→ **Given exercise**: Locate the line containing "reflection, that would be wonderful." in the data below. Reproduce it and every following line up to the end, exactly as given.

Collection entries
┄┄┄┄┄┄
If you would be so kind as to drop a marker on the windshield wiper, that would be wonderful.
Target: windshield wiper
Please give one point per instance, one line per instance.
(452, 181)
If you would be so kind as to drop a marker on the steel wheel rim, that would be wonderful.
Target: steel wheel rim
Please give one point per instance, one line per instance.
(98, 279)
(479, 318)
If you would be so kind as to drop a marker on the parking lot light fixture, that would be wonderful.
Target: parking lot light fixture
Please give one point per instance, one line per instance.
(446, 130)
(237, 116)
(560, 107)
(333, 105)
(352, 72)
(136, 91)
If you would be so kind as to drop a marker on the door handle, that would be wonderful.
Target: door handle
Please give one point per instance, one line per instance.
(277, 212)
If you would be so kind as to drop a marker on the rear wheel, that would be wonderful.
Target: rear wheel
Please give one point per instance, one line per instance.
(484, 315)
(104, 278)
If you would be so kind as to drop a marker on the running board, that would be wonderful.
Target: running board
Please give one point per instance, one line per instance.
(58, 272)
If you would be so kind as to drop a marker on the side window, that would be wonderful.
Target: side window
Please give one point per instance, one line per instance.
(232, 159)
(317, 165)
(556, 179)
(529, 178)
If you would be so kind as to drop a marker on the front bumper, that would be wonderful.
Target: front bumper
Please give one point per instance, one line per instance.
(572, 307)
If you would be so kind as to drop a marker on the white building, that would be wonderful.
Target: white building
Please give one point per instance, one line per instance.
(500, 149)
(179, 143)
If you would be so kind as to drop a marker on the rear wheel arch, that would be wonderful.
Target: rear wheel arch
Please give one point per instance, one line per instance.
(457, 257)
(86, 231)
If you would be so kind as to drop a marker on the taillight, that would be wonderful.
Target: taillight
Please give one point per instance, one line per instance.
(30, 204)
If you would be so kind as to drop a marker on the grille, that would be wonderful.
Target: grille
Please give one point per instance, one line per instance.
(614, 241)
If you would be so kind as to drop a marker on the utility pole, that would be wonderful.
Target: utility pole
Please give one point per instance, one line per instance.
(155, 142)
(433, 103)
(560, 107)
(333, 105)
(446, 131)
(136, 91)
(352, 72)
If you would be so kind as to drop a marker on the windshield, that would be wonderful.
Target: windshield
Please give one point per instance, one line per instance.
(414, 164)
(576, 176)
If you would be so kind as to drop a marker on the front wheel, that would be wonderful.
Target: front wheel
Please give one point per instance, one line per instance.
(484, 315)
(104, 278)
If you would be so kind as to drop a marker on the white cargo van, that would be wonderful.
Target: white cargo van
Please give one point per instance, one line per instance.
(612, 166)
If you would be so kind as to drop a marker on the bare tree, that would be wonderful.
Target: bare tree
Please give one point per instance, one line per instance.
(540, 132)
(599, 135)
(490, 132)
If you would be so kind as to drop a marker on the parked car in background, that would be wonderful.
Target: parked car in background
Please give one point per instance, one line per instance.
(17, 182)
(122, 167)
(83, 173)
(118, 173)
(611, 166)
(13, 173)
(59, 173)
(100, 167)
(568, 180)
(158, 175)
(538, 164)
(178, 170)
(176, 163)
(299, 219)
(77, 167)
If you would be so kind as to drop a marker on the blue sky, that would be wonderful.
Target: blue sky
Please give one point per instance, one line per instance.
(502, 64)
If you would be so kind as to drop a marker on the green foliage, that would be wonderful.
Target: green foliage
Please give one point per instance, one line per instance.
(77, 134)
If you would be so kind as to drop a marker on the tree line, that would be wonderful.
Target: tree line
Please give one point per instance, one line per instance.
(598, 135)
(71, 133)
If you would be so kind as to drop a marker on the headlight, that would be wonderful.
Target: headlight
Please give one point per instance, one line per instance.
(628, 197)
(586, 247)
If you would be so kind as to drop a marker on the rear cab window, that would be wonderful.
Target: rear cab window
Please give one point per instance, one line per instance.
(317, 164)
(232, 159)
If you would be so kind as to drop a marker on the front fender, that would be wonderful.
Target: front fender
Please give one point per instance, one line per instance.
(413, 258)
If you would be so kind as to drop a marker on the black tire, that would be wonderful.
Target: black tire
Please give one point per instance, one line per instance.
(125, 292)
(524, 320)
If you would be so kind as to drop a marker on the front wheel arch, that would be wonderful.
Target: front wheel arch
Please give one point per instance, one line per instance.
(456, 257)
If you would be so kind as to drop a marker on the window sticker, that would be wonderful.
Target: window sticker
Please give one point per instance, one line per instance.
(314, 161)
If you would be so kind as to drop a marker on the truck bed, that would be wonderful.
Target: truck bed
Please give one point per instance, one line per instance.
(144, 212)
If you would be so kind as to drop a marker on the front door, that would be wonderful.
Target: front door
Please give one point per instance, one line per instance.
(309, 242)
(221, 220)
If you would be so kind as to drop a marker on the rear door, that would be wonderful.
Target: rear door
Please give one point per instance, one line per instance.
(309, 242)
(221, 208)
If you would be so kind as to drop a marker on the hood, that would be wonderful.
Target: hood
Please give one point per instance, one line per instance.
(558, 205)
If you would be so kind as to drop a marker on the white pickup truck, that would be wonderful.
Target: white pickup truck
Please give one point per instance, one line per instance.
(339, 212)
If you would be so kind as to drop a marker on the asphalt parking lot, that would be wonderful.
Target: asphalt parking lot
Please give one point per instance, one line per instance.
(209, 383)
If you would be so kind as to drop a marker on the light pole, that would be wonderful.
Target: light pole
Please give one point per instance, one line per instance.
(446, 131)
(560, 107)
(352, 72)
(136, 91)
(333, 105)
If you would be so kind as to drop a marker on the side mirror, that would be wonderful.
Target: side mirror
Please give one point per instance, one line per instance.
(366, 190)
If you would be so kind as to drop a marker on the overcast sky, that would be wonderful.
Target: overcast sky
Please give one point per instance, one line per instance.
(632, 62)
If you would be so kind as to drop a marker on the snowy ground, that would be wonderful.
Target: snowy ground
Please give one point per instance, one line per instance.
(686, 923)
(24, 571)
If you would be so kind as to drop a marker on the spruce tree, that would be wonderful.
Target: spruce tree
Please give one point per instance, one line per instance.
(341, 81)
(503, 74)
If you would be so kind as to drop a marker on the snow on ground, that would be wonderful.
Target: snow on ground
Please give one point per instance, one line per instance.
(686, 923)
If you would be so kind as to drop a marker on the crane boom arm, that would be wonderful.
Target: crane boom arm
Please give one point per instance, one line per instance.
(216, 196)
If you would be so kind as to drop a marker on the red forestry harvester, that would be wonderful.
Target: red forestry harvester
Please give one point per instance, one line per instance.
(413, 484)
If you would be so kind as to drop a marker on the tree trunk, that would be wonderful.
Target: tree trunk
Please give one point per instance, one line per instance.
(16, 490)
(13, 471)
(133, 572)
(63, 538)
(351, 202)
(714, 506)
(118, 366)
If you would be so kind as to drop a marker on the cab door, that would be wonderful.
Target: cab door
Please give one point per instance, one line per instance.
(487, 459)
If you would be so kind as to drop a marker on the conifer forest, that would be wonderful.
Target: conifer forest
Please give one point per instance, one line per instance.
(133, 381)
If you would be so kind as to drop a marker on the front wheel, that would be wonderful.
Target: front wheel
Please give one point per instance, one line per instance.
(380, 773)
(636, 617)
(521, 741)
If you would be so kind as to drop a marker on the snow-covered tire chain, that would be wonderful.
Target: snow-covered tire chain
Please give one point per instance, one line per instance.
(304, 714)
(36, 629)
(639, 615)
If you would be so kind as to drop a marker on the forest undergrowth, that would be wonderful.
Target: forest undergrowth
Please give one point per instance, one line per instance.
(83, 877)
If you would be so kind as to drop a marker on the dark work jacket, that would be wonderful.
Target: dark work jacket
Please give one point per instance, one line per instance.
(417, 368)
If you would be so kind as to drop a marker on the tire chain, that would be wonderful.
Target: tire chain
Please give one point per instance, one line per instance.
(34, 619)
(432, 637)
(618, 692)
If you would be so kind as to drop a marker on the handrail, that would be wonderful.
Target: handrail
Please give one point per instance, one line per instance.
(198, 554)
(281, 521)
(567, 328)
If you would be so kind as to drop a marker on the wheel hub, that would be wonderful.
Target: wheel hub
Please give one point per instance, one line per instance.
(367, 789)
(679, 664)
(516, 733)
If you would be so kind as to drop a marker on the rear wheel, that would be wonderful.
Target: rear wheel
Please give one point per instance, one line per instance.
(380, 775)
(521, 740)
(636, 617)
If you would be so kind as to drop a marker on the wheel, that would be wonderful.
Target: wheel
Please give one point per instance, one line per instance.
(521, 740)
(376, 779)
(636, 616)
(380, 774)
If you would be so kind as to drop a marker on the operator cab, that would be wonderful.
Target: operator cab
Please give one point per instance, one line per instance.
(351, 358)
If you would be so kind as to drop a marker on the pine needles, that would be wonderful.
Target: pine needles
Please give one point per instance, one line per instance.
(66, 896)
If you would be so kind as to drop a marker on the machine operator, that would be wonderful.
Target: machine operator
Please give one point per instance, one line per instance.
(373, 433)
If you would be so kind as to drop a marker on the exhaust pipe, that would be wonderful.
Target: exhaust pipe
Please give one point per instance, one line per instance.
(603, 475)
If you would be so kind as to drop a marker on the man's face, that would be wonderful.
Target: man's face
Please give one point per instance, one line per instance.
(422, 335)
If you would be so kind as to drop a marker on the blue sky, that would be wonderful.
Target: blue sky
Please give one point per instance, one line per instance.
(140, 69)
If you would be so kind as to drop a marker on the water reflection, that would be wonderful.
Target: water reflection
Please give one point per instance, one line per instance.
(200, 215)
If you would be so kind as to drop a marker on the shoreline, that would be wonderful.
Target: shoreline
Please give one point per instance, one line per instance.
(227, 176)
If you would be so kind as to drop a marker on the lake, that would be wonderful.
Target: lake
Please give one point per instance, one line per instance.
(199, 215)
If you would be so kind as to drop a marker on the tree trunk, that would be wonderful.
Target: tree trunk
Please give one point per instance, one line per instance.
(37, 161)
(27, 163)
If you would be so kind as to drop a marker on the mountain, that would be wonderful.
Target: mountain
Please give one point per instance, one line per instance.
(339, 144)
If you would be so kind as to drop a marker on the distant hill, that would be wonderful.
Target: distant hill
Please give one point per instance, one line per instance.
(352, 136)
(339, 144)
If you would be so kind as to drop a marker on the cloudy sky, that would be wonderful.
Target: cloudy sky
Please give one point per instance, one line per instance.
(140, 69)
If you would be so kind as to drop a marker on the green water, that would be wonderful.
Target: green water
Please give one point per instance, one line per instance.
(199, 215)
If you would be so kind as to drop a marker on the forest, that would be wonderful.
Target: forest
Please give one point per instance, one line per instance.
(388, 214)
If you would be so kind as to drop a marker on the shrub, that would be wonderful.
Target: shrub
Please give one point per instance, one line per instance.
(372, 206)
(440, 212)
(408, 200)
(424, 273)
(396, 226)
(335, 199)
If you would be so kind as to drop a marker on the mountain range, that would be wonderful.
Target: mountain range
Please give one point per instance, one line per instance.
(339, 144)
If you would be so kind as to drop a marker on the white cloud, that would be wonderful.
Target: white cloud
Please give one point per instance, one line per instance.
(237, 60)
┄┄┄┄┄┄
→ **Solution to this problem**:
If you would be so kind as to drop a marker on the water reflection, that would be wonderful.
Target: water reflection
Please give one point per instance, one line per instance.
(200, 215)
If you would be so kind as to drop a marker on the shoreline, that would be wonderful.
Target: shoreline
Please give one point per instance, one line per instance.
(227, 176)
If you would be so kind as to drop a marker on the lake, that would be wonderful.
Target: lake
Please give one point per instance, one line per instance.
(199, 215)
If you would be so kind as to drop a marker on the tree trunk, that would be wonderful.
Target: tree trunk
Please give one point per instance, one line per instance.
(37, 161)
(27, 163)
If you would be so kind as to drop a marker on the mountain, that would be wonderful.
Target: mountain
Please give one point per instance, one line per instance.
(339, 144)
If you would be so kind as to drop a marker on the distant hill, that would be wonderful.
Target: distant hill
Please give one point per instance, one line per instance.
(352, 136)
(339, 144)
If you would be so kind as to drop a marker on the cloudy sky, that would be wonderful.
Target: cloudy sky
Please give one point per instance, one line per instance.
(140, 69)
If you would be so kind as to drop a marker on the green water, that would be wonderful.
Target: green water
Please give one point per instance, one line per instance.
(199, 215)
If you would be so kind as to drop a marker on the forest, that would be wonderful.
Target: forest
Please give one point per instance, one line per instance.
(388, 214)
If you would be so kind as to drop a marker on the shrub, that would be wonderful.
Target: shrub
Please give one point per instance, one line per instance.
(372, 206)
(440, 212)
(408, 200)
(424, 273)
(396, 226)
(335, 199)
If you would be so kind as to drop a marker on the mountain range, that would be wonderful.
Target: mountain range
Please give one point per instance, one line per instance.
(339, 144)
If you would be so kind as to drop a marker on the white cloud, that would be wonderful.
Target: white cloud
Please give one point per instance, one line per instance.
(237, 60)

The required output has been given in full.